See, e.g., Shipley v. Colvin, 2016 WL 5419422, *3 (D. Or. Sept. 29, 2016) (nineteen-page opening brief); Jette v. Colvin, 2016 WL 4718217, *3 (D. Or. Aug. 9, 2016) (fourteen-page opening brief and eleven-page reply brief); Smith v. Colvin, 2016 WL 3647969, *3 (D. Or. May 17, 2016) (seventeen-page opening brief); Savoie v. Comm'r of Soc. Sec., 2016 WL 1572426, *4 (D. Or. Feb. 29, 2016) (twenty-page opening brief and seven-page reply brief); Myres v. Colvin, 2015 WL 7761168, *3 (D. Or. Nov. 12, 2015) (eighteen-page opening brief); Bostic v. Astrue, 2012 WL 4857594, *2 (D. Or. Sept. 18, 2012) (twenty-page opening brief and five-page reply brief); Seamon v. Astrue, 2012 WL 4933269, *2 (D. Or. Sept. 18, 2012) (sixteen-page opening brief). --------
I "dismiss outright the argument that counsel's extensive experience in this area lends to the unreasonableness of her billed hours. If anything, counsel's experience bolsters her judgment, to which the Ninth Circuit would have me defer." Buzbee, 2016 WL 2756173 at *2.
I turn next to the Commissioner's argument regarding the grounds for remand. In this case, this Court remanded based on a Social Security grid rule. Plaintiff devoted only one and a half pages out of nearly fifty total pages of briefing to the grid rules. Nonetheless, I conclude there is no reason to reduce the fee award due to limited success. This Court did not reject or even discuss any of plaintiff's other arguments in remanding for an award of benefits, leaving open the possibility those arguments might also have been winners on appeal, Moreover, plaintiff's counsel obtained "excellent results" — indeed, the best results possible — in the form of a remand for an immediate award of benefits. Hensley, 461 U.S. at 435.

### TASK PROMPT:
Copy the fee-award passage above word for word, from "I turn next" to "U.S. at 435.".

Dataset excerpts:
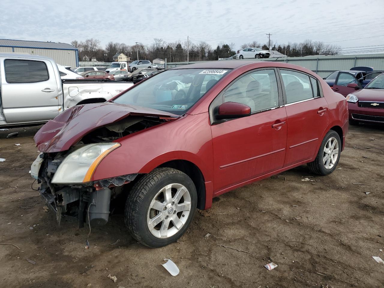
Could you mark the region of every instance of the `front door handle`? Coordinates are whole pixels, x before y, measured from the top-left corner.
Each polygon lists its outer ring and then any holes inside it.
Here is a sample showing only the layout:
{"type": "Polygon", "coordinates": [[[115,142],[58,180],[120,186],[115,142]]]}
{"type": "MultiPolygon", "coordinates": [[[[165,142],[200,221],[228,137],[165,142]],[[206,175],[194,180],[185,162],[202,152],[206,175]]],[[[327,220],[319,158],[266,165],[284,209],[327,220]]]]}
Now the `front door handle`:
{"type": "Polygon", "coordinates": [[[326,112],[327,111],[327,108],[324,108],[324,109],[320,109],[318,111],[317,111],[318,114],[322,114],[324,112],[326,112]]]}
{"type": "Polygon", "coordinates": [[[272,124],[272,127],[275,129],[276,129],[276,128],[278,128],[282,126],[284,126],[285,125],[285,121],[283,121],[281,122],[279,122],[278,123],[275,123],[274,124],[272,124]]]}
{"type": "Polygon", "coordinates": [[[51,89],[50,88],[45,88],[41,90],[43,92],[53,92],[55,91],[55,89],[51,89]]]}

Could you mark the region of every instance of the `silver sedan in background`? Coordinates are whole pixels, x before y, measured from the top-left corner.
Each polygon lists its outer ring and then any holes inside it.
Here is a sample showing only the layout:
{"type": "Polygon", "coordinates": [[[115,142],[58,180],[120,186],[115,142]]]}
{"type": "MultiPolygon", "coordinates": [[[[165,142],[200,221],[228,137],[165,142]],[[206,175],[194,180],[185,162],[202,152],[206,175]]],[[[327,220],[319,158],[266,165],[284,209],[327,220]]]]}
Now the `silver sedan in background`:
{"type": "Polygon", "coordinates": [[[126,75],[128,73],[128,72],[126,71],[119,71],[112,72],[111,74],[113,75],[113,77],[115,78],[115,80],[121,80],[124,77],[124,75],[126,75]]]}

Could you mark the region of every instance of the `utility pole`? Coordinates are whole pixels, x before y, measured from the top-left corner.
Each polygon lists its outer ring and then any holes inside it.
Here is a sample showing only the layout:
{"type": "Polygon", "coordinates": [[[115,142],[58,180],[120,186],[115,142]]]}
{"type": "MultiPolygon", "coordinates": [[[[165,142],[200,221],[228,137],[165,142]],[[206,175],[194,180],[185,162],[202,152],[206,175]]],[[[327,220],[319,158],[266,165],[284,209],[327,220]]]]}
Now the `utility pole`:
{"type": "Polygon", "coordinates": [[[268,51],[270,52],[271,50],[271,35],[272,35],[270,33],[268,33],[267,34],[265,34],[266,35],[268,35],[268,51]]]}
{"type": "Polygon", "coordinates": [[[189,36],[187,36],[187,65],[189,63],[189,36]]]}
{"type": "Polygon", "coordinates": [[[139,52],[137,52],[137,43],[138,42],[135,42],[136,43],[136,55],[137,56],[137,60],[139,60],[139,52]]]}

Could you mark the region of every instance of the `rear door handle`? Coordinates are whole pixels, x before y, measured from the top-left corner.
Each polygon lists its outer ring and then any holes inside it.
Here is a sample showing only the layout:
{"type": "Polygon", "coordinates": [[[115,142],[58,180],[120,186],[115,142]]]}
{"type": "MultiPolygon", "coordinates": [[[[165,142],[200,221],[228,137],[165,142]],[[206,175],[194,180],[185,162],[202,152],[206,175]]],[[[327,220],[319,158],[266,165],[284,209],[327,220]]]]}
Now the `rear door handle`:
{"type": "Polygon", "coordinates": [[[279,123],[276,123],[275,124],[272,124],[272,128],[278,128],[279,127],[281,127],[282,126],[284,126],[285,125],[285,121],[283,121],[281,122],[279,122],[279,123]]]}

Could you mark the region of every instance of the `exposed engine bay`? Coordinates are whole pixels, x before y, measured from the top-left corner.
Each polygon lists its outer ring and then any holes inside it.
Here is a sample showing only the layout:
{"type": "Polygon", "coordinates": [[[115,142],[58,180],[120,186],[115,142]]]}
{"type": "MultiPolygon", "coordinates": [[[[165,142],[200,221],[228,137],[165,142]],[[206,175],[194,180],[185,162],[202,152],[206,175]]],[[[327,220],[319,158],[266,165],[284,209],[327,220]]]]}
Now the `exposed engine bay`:
{"type": "Polygon", "coordinates": [[[111,211],[113,211],[110,207],[111,201],[113,202],[121,197],[123,190],[127,189],[124,185],[138,175],[122,175],[79,184],[53,183],[52,179],[59,166],[68,155],[87,144],[112,142],[169,120],[155,116],[131,116],[98,127],[84,136],[68,150],[41,153],[40,158],[38,157],[34,162],[34,164],[39,162],[41,164],[38,177],[38,183],[41,184],[40,193],[48,207],[56,214],[59,225],[63,217],[77,219],[79,227],[83,227],[84,222],[88,219],[92,225],[105,224],[111,211]]]}

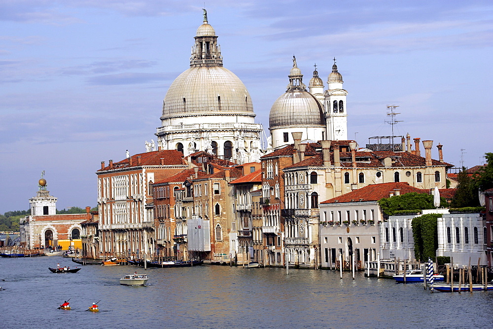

### SOLUTION TO THIS TASK:
I turn next to the Commissioner's argument regarding the grounds for remand. In this case, this Court remanded based on a Social Security grid rule. Plaintiff devoted only one and a half pages out of nearly fifty total pages of briefing to the grid rules. Nonetheless, I conclude there is no reason to reduce the fee award due to limited success. This Court did not reject or even discuss any of plaintiff's other arguments in remanding for an award of benefits, leaving open the possibility those arguments might also have been winners on appeal, Moreover, plaintiff's counsel obtained "excellent results" — indeed, the best results possible — in the form of a remand for an immediate award of benefits. Hensley, 461 U.S. at 435.